§ **Exercise directions**
The expected answer is the set of lines in the data below between the line holding "target | spider plant" and the line holding "target | glass pane", inclusive, written out exactly.

§ **Exercise input**

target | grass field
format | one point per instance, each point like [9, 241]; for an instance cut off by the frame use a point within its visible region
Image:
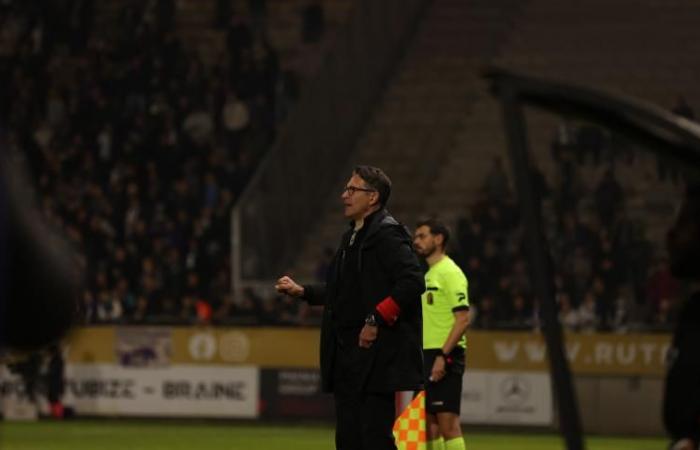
[148, 435]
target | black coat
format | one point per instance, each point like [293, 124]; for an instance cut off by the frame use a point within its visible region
[387, 266]
[682, 393]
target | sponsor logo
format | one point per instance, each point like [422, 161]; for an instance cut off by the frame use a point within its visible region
[515, 390]
[202, 346]
[234, 347]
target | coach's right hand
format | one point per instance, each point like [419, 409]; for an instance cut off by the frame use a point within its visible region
[286, 285]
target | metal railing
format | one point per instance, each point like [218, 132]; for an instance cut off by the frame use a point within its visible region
[285, 195]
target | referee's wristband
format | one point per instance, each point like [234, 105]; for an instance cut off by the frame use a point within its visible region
[448, 359]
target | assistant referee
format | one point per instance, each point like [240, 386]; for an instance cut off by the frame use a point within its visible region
[445, 319]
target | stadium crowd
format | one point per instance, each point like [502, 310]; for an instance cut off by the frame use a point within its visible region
[139, 151]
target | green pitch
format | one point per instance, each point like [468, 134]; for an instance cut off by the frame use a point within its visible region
[147, 435]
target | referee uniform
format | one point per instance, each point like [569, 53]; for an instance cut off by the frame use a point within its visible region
[446, 292]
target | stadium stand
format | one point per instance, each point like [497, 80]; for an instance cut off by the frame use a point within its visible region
[141, 125]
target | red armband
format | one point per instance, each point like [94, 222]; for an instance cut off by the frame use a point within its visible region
[389, 310]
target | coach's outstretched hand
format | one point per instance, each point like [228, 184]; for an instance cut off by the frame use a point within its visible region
[286, 285]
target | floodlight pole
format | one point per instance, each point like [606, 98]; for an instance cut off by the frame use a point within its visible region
[541, 268]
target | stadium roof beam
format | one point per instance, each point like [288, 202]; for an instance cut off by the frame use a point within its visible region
[661, 132]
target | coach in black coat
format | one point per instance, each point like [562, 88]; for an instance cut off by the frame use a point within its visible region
[371, 331]
[681, 410]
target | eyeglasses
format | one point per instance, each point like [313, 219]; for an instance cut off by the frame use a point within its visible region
[352, 189]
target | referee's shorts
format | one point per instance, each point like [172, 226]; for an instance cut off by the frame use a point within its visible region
[446, 394]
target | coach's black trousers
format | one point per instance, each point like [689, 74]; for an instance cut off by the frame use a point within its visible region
[364, 420]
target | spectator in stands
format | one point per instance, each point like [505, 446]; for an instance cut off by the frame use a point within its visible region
[662, 285]
[485, 313]
[520, 314]
[568, 315]
[587, 314]
[313, 22]
[609, 198]
[496, 185]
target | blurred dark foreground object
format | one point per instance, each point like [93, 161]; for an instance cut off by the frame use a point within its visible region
[40, 273]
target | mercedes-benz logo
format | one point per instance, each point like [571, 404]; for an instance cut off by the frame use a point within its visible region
[515, 390]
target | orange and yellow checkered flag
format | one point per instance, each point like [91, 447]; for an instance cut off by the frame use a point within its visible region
[409, 428]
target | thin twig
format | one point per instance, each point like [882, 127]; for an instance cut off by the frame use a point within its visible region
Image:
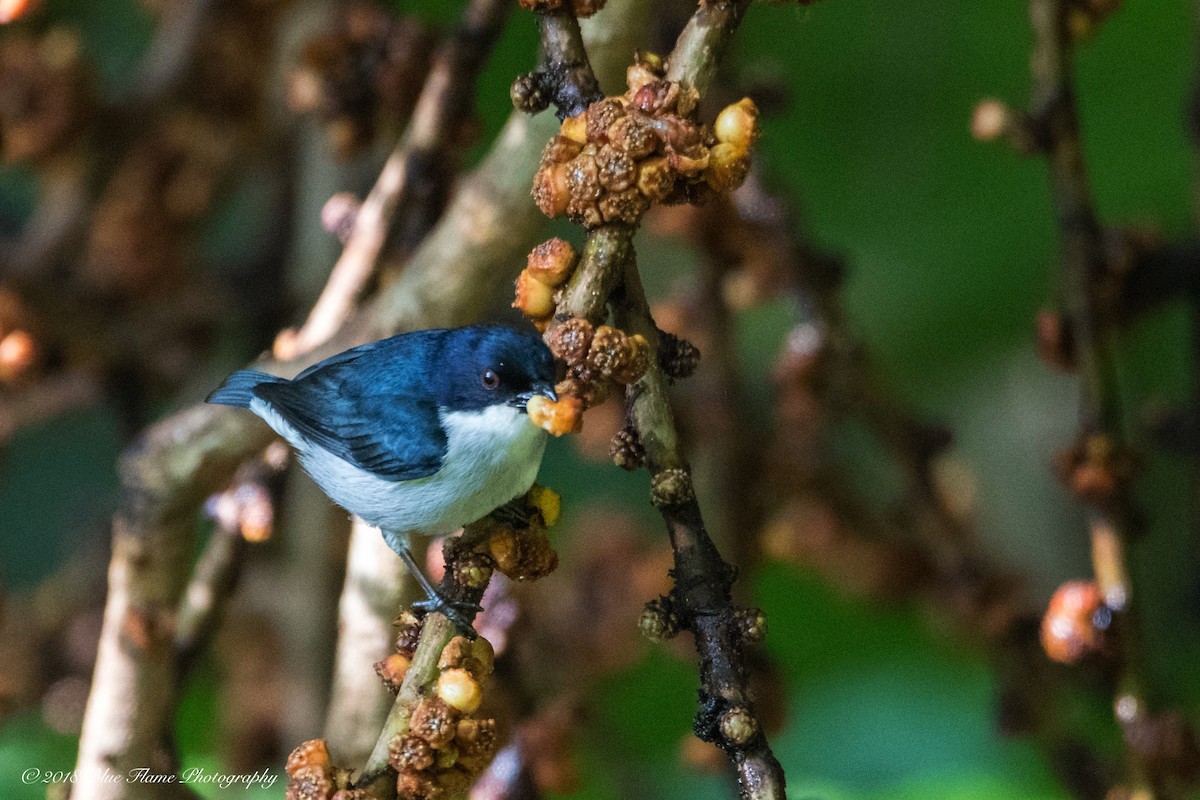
[486, 229]
[417, 175]
[376, 587]
[1053, 100]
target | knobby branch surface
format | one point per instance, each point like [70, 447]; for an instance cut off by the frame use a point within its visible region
[377, 584]
[1055, 112]
[177, 463]
[607, 277]
[192, 453]
[413, 184]
[436, 633]
[703, 579]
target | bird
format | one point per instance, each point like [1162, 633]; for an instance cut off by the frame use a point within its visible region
[417, 434]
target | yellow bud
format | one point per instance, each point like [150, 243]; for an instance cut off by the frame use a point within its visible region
[738, 124]
[533, 298]
[459, 690]
[547, 501]
[557, 417]
[575, 127]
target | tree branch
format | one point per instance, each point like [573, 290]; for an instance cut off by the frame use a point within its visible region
[1053, 100]
[607, 274]
[413, 182]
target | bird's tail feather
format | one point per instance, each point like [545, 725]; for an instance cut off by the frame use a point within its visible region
[239, 388]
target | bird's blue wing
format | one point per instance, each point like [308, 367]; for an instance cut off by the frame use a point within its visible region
[358, 407]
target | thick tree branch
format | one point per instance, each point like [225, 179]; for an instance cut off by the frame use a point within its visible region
[415, 179]
[607, 274]
[480, 240]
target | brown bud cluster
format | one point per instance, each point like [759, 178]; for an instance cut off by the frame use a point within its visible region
[617, 355]
[472, 570]
[363, 77]
[549, 266]
[393, 669]
[581, 8]
[1075, 623]
[46, 94]
[671, 487]
[444, 749]
[594, 356]
[570, 341]
[751, 624]
[623, 154]
[522, 554]
[659, 621]
[408, 632]
[627, 450]
[738, 726]
[312, 776]
[1096, 469]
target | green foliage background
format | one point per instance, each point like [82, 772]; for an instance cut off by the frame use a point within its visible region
[952, 247]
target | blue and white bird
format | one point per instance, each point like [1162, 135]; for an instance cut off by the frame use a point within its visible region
[417, 434]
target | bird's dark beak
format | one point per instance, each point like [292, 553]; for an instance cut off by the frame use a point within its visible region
[546, 390]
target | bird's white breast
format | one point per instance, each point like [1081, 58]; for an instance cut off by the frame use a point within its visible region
[492, 456]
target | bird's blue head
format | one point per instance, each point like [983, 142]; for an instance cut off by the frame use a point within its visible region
[493, 365]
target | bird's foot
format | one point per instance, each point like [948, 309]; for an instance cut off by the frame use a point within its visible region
[460, 612]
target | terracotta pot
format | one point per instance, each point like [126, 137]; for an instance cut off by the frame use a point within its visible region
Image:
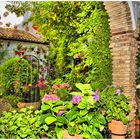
[36, 105]
[67, 136]
[118, 129]
[137, 128]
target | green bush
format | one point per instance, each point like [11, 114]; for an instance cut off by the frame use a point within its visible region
[14, 74]
[20, 125]
[75, 30]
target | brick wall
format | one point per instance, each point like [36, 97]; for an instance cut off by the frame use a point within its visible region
[124, 47]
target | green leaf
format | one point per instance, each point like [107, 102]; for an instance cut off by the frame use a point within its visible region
[68, 105]
[71, 124]
[71, 130]
[82, 105]
[49, 120]
[43, 117]
[59, 132]
[62, 120]
[85, 88]
[83, 112]
[86, 135]
[71, 115]
[77, 93]
[45, 107]
[45, 127]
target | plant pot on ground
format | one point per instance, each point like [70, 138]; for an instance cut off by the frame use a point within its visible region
[118, 129]
[116, 109]
[31, 98]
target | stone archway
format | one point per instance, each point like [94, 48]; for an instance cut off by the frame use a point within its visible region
[124, 46]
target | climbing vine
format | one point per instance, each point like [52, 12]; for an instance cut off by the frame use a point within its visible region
[79, 40]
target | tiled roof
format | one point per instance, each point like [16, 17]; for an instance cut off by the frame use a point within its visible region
[18, 35]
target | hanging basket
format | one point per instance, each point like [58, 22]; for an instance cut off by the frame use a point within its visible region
[117, 129]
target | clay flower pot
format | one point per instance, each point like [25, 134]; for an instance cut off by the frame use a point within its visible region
[118, 129]
[35, 105]
[67, 136]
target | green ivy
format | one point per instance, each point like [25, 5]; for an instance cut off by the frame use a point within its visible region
[75, 28]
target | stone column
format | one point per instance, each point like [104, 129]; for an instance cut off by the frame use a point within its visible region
[124, 48]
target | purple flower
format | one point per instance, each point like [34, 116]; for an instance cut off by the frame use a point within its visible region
[50, 98]
[114, 85]
[118, 92]
[60, 112]
[76, 99]
[102, 111]
[96, 95]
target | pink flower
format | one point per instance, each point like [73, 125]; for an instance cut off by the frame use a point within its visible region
[50, 98]
[76, 99]
[60, 112]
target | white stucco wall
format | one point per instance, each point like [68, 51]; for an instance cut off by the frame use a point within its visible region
[11, 46]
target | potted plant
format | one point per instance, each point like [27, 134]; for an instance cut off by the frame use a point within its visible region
[116, 109]
[77, 118]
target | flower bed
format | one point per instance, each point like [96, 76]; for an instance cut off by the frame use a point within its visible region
[86, 113]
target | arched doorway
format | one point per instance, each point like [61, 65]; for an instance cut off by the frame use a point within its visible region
[124, 46]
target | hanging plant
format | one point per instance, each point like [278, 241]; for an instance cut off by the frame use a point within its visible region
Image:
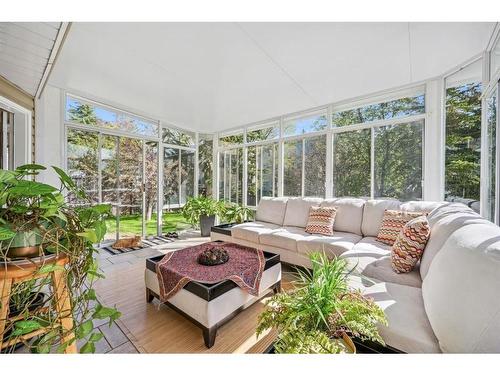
[36, 221]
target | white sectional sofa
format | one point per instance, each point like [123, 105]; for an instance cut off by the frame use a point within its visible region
[448, 303]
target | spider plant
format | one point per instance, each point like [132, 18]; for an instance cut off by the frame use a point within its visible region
[321, 312]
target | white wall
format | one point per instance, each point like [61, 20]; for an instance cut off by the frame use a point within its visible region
[49, 133]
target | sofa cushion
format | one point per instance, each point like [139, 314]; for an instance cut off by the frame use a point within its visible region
[321, 220]
[284, 238]
[373, 212]
[410, 244]
[251, 231]
[349, 214]
[372, 259]
[408, 328]
[460, 290]
[443, 221]
[297, 211]
[335, 244]
[392, 223]
[271, 210]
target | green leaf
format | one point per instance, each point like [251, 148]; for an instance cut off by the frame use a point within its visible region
[84, 329]
[7, 176]
[89, 347]
[31, 189]
[23, 327]
[96, 336]
[89, 234]
[6, 234]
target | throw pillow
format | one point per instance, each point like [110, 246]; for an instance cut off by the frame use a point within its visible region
[410, 244]
[392, 223]
[321, 220]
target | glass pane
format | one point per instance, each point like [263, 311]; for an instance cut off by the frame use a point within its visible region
[315, 166]
[231, 176]
[229, 140]
[262, 172]
[463, 143]
[262, 134]
[130, 186]
[109, 180]
[398, 161]
[187, 175]
[171, 165]
[351, 163]
[491, 118]
[306, 124]
[151, 188]
[205, 160]
[82, 112]
[381, 111]
[177, 137]
[83, 164]
[292, 168]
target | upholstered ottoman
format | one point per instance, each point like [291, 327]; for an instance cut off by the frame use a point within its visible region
[211, 305]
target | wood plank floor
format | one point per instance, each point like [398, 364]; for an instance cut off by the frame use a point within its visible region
[154, 328]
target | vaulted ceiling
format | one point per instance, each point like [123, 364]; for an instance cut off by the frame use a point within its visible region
[25, 48]
[214, 76]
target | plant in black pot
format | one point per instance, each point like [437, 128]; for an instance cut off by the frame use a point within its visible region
[201, 213]
[38, 224]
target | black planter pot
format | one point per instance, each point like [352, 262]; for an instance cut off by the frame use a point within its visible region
[206, 222]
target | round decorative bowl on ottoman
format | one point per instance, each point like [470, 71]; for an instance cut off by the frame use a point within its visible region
[213, 256]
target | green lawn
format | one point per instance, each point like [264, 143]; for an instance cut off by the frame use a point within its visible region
[132, 224]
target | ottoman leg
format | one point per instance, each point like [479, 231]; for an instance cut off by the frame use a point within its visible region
[209, 336]
[149, 296]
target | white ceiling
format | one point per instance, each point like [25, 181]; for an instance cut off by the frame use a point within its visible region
[215, 76]
[25, 48]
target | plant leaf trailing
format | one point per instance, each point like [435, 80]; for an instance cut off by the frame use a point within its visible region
[319, 310]
[59, 228]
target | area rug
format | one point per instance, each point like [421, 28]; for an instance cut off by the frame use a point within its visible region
[147, 242]
[245, 267]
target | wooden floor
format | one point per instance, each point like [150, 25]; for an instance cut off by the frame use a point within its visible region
[154, 328]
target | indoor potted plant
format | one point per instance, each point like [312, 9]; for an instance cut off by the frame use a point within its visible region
[321, 313]
[234, 213]
[201, 212]
[28, 206]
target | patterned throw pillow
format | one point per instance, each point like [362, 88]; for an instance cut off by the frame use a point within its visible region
[321, 220]
[392, 223]
[410, 244]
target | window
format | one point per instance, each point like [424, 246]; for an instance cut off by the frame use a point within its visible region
[232, 139]
[178, 176]
[82, 112]
[262, 172]
[177, 137]
[305, 124]
[292, 168]
[263, 134]
[314, 166]
[205, 164]
[351, 163]
[403, 107]
[398, 161]
[491, 118]
[231, 175]
[463, 135]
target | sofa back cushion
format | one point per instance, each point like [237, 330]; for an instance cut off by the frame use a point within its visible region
[460, 291]
[297, 211]
[373, 213]
[349, 214]
[271, 210]
[443, 221]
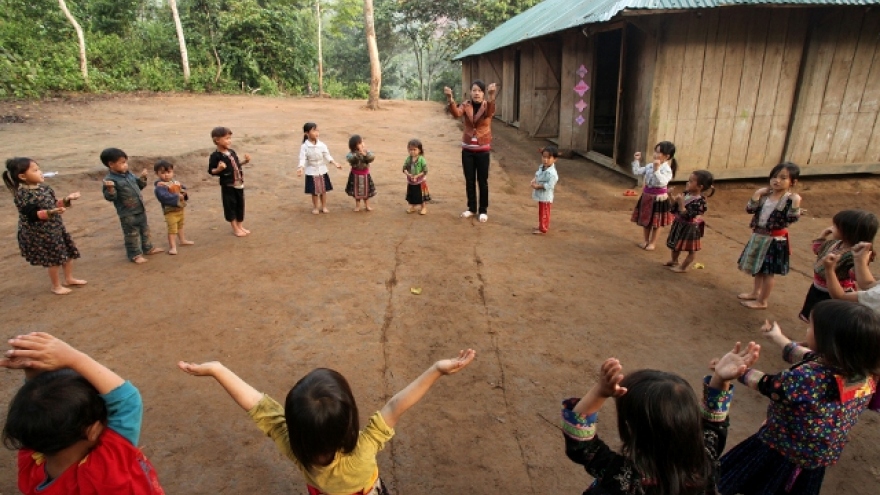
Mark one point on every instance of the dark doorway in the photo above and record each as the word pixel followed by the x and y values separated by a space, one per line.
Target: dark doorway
pixel 605 92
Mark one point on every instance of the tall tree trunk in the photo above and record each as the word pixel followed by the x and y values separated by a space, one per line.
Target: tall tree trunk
pixel 184 58
pixel 373 49
pixel 83 65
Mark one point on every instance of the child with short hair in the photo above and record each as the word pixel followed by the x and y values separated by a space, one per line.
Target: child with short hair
pixel 543 185
pixel 767 253
pixel 124 190
pixel 687 228
pixel 42 238
pixel 172 196
pixel 813 405
pixel 415 167
pixel 360 184
pixel 848 228
pixel 318 427
pixel 75 423
pixel 224 164
pixel 671 440
pixel 314 156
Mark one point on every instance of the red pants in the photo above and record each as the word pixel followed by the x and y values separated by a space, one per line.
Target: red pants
pixel 544 216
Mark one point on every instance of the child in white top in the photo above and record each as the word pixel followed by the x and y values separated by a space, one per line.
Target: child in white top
pixel 314 157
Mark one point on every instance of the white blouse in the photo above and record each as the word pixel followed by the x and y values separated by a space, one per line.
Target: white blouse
pixel 314 157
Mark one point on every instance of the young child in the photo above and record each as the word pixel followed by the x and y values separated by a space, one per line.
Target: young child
pixel 813 404
pixel 42 238
pixel 687 228
pixel 849 227
pixel 314 157
pixel 671 440
pixel 653 210
pixel 173 197
pixel 543 186
pixel 360 184
pixel 225 164
pixel 75 423
pixel 124 190
pixel 416 169
pixel 318 426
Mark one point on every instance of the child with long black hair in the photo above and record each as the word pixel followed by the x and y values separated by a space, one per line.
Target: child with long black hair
pixel 671 440
pixel 42 238
pixel 813 405
pixel 318 427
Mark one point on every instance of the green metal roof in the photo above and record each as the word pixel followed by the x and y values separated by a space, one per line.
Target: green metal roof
pixel 551 16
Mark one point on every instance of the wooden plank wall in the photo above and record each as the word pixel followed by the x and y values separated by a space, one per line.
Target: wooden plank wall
pixel 724 86
pixel 836 116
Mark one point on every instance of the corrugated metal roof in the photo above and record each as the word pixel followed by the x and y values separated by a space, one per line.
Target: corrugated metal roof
pixel 551 16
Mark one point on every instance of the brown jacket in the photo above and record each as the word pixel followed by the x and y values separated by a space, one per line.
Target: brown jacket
pixel 480 124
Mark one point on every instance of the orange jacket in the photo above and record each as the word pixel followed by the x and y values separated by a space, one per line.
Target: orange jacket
pixel 482 128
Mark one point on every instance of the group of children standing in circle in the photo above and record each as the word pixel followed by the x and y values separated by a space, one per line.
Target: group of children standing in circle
pixel 672 440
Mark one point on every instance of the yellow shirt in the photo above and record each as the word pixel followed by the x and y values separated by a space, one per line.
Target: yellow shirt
pixel 350 473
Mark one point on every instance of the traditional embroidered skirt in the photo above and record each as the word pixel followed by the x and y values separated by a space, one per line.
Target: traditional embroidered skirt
pixel 754 467
pixel 765 255
pixel 653 211
pixel 685 236
pixel 315 188
pixel 417 194
pixel 360 186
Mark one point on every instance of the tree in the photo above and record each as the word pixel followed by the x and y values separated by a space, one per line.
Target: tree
pixel 83 65
pixel 373 49
pixel 184 57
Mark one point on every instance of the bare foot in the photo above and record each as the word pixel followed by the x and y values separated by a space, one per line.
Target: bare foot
pixel 754 304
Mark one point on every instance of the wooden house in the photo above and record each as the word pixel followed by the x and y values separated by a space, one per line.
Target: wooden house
pixel 738 86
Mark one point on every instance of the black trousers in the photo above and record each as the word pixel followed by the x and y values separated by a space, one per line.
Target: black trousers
pixel 476 170
pixel 233 203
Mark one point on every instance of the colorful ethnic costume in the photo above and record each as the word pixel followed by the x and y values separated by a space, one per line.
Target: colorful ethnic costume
pixel 654 208
pixel 42 238
pixel 768 250
pixel 687 228
pixel 355 473
pixel 614 473
pixel 360 183
pixel 811 412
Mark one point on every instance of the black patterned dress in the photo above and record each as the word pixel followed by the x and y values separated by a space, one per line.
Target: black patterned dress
pixel 43 242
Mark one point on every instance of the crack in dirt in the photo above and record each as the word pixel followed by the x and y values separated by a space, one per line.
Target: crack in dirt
pixel 497 351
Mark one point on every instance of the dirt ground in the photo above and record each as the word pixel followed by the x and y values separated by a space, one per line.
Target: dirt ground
pixel 306 291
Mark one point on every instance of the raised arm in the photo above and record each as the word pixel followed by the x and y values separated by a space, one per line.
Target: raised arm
pixel 414 392
pixel 241 392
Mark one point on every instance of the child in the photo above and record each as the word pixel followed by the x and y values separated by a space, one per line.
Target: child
pixel 687 228
pixel 225 164
pixel 360 185
pixel 173 197
pixel 543 186
pixel 653 209
pixel 416 169
pixel 124 190
pixel 318 426
pixel 76 429
pixel 849 227
pixel 314 157
pixel 671 441
pixel 42 238
pixel 813 404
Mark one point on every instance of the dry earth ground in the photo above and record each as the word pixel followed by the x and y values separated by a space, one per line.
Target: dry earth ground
pixel 305 291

§ **Solution for this task**
target | spider plant
format | one point per instance, each point like [132, 18]; for an instance cut off by the frame use a point within its visible region
[321, 312]
target | white wall
format | one point per instance, each point like [61, 20]; for an instance cut off by the frame use a point within its visible region
[49, 133]
target | sofa cushion
format | one point per instance, each point like [139, 314]; for an instance cut off by the frame use a point within its visible region
[321, 220]
[284, 238]
[373, 212]
[410, 244]
[251, 231]
[349, 214]
[372, 259]
[408, 328]
[460, 290]
[443, 221]
[297, 211]
[335, 244]
[392, 223]
[271, 210]
target | green leaf
format | one point per instance, each point like [251, 148]; for an instance cut off by the frame use a point within its visible region
[84, 329]
[7, 176]
[89, 347]
[31, 189]
[23, 327]
[96, 336]
[89, 234]
[6, 234]
target | throw pillow
format | one point per instance, each point like [110, 246]; for an instance cut off by the frame use a point within its visible region
[410, 244]
[392, 223]
[321, 220]
target | glass pane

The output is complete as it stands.